_TASK DESCRIPTION:_ Rewrite the lines below, starting at the line containing "Where can the tomato slice" and ending at the end of the records, with "thickest part" changed to "widest part" and everything else kept the same.

_Dataset entries:_
|---|

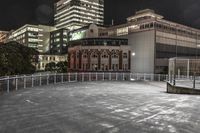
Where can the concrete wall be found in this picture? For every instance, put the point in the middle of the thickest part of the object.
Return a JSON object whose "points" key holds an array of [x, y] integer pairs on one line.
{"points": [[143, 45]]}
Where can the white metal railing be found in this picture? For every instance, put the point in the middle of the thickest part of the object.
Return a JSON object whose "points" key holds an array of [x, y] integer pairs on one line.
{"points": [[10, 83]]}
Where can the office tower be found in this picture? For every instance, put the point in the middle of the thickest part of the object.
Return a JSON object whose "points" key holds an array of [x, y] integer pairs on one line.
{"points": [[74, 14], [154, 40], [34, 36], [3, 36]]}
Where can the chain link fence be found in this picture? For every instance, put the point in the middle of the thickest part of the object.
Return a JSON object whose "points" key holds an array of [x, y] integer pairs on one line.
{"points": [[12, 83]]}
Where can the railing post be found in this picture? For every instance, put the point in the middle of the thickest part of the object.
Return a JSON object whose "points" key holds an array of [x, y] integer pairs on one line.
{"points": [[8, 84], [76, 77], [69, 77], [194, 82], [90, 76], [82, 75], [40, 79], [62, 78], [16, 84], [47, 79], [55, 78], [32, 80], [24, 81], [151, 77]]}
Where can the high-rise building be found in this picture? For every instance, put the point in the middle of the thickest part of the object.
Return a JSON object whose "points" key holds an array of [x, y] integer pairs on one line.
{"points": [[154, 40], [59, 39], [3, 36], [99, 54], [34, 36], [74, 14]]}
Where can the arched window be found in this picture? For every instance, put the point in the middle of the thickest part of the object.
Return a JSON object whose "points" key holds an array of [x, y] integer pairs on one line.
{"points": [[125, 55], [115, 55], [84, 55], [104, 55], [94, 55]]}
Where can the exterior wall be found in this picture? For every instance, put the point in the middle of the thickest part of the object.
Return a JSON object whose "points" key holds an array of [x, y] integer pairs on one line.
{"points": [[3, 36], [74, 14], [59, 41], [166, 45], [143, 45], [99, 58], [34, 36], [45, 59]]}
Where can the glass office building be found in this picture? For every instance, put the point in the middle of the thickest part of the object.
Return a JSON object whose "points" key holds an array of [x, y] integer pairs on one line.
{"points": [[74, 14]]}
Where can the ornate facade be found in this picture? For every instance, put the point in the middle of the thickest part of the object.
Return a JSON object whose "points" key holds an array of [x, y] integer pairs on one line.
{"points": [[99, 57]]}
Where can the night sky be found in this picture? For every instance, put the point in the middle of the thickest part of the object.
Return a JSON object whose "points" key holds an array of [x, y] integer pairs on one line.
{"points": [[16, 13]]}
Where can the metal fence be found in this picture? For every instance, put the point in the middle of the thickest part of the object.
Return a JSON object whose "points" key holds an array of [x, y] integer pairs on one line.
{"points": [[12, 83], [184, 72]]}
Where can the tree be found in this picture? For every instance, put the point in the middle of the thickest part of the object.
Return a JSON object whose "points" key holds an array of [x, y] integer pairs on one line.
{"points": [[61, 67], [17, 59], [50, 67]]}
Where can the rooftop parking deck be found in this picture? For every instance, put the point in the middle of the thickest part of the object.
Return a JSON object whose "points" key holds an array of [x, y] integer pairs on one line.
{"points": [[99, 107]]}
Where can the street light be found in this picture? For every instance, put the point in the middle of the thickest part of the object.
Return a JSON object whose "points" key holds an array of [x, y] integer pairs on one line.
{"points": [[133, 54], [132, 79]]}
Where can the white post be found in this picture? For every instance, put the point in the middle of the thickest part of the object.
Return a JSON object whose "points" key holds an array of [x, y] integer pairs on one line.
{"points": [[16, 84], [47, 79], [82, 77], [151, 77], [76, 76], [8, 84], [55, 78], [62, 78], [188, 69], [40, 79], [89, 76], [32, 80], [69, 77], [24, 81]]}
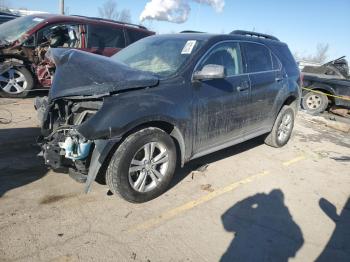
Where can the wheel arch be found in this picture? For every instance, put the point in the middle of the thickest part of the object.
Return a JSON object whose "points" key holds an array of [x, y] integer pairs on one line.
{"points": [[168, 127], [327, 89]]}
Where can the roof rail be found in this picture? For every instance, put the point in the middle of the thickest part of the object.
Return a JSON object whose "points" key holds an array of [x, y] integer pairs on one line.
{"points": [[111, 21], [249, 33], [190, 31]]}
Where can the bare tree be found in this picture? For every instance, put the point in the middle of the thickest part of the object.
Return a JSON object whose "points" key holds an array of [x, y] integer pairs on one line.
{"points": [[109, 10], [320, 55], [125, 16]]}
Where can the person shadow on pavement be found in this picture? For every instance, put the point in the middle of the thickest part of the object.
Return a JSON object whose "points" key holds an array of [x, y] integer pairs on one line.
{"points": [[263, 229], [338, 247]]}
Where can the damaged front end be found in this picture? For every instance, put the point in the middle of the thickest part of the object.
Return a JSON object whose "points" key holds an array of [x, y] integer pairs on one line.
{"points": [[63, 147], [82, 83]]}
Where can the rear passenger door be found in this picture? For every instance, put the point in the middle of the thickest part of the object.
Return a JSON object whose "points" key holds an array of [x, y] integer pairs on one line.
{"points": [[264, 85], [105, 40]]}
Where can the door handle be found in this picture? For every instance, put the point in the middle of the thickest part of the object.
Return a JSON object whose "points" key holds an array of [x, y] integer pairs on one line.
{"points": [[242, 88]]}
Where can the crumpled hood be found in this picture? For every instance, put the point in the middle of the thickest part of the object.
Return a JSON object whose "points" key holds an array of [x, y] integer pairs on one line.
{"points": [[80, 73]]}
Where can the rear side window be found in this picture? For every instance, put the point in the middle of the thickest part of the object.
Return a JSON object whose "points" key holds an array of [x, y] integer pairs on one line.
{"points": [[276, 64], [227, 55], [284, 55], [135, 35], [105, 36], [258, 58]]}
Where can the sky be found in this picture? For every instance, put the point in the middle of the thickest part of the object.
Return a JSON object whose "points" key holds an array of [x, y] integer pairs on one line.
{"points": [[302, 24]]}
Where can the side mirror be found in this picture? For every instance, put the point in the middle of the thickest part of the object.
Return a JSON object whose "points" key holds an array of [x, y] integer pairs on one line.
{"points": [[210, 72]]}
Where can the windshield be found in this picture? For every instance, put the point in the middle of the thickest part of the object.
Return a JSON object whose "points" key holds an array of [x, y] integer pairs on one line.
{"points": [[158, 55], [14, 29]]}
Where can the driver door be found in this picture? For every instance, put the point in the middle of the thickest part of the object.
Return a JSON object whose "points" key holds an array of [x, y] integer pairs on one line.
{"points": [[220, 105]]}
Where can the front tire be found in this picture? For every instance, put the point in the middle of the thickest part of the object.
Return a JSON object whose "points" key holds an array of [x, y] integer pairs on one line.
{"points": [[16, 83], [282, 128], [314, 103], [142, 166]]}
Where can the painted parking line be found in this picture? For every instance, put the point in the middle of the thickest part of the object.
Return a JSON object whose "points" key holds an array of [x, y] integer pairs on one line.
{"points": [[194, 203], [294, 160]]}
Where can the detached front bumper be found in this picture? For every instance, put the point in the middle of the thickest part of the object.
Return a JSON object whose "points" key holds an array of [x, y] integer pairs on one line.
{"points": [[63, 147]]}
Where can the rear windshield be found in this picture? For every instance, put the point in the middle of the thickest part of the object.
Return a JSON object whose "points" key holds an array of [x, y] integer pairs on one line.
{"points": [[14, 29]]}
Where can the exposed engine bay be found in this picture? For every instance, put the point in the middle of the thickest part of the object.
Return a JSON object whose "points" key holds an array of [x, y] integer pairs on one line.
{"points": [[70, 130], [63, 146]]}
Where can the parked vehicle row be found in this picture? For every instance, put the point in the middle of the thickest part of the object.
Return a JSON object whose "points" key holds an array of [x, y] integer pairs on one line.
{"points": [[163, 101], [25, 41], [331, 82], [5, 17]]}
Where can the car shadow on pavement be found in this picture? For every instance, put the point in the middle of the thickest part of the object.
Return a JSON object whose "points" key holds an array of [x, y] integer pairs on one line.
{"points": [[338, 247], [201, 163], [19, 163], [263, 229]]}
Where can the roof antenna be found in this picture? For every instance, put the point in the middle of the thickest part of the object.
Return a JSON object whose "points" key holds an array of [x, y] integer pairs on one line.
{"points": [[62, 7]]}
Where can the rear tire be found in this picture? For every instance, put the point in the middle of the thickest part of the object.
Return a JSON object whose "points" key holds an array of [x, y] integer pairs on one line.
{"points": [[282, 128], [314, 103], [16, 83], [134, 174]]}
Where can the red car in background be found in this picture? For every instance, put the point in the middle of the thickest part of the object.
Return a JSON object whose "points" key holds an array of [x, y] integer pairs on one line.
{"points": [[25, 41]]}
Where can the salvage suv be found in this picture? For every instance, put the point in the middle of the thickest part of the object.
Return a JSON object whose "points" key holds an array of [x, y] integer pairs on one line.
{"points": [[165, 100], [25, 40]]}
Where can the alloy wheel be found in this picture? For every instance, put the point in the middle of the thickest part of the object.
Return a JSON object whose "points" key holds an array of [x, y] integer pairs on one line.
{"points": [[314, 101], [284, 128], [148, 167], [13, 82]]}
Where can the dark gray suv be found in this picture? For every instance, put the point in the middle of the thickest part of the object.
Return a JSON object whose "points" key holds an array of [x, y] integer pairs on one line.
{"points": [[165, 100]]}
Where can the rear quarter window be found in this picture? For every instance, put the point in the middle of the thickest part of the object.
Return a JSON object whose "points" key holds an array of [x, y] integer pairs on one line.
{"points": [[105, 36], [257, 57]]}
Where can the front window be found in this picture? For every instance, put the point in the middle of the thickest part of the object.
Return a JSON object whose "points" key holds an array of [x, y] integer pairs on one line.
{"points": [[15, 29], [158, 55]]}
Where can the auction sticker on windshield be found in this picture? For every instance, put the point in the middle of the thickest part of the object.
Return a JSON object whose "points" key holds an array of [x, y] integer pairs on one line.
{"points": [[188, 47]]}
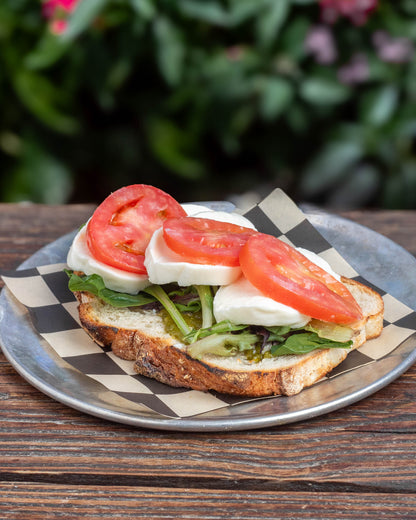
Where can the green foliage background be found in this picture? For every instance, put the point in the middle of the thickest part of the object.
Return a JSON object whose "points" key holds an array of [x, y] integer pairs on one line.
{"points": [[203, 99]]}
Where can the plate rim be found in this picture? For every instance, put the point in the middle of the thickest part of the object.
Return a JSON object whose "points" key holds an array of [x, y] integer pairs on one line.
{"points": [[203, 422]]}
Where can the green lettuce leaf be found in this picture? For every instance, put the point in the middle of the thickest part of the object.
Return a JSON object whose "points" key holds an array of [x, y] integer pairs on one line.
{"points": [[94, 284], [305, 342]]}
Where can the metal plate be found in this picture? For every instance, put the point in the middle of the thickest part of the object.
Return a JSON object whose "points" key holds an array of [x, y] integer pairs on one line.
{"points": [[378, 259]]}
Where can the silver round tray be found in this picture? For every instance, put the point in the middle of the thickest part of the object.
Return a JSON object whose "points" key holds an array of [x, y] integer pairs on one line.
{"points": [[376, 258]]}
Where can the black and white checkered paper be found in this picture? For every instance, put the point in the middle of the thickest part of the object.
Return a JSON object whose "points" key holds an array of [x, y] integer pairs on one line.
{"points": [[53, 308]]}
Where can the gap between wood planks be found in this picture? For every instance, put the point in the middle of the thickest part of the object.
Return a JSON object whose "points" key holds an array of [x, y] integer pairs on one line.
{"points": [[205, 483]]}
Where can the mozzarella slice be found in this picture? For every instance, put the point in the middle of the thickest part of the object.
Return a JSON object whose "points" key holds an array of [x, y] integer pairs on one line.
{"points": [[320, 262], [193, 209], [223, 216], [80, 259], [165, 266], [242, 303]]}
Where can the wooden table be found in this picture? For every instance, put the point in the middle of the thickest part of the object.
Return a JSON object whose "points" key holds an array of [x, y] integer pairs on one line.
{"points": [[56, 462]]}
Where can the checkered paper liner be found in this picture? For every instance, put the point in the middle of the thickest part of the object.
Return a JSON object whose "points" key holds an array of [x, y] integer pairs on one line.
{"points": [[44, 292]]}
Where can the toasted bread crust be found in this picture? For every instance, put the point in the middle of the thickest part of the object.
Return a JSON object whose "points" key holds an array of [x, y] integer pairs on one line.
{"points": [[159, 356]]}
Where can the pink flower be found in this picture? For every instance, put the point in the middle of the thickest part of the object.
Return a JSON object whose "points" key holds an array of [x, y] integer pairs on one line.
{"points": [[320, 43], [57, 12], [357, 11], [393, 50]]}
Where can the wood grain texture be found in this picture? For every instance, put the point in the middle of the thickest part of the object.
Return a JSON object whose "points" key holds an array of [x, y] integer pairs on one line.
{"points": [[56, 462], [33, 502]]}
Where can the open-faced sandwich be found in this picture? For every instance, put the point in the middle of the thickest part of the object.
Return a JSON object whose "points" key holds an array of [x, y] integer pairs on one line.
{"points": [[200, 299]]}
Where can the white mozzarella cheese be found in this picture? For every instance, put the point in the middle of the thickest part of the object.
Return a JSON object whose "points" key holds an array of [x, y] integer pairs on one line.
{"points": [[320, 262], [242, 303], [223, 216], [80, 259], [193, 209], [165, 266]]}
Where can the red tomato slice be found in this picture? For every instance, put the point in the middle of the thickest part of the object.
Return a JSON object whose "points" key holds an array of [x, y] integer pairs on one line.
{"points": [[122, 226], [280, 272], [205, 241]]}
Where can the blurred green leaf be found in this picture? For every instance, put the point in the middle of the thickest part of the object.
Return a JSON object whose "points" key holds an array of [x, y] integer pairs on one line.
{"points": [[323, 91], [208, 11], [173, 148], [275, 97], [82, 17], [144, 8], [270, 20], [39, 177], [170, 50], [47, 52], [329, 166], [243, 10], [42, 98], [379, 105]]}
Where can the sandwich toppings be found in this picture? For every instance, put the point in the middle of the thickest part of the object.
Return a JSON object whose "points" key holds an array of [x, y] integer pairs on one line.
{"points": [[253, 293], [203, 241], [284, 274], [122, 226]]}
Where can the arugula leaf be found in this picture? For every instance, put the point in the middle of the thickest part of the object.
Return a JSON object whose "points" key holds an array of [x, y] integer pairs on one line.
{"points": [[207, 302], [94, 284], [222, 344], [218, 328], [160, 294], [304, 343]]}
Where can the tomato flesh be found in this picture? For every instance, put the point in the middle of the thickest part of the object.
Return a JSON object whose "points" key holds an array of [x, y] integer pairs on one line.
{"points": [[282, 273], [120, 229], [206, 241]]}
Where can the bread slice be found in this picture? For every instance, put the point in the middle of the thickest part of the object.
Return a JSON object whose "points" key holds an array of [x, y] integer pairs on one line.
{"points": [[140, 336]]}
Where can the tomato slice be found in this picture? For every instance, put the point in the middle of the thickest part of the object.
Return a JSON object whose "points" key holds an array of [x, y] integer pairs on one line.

|---|

_SOLUTION TO THE EXERCISE:_
Where can the tomato slice be found in this picture? For every instance, put the point in the middle of the widest part of the object.
Return a JSON object whose "points" key holds an array of [x, y] integer pairs on one line.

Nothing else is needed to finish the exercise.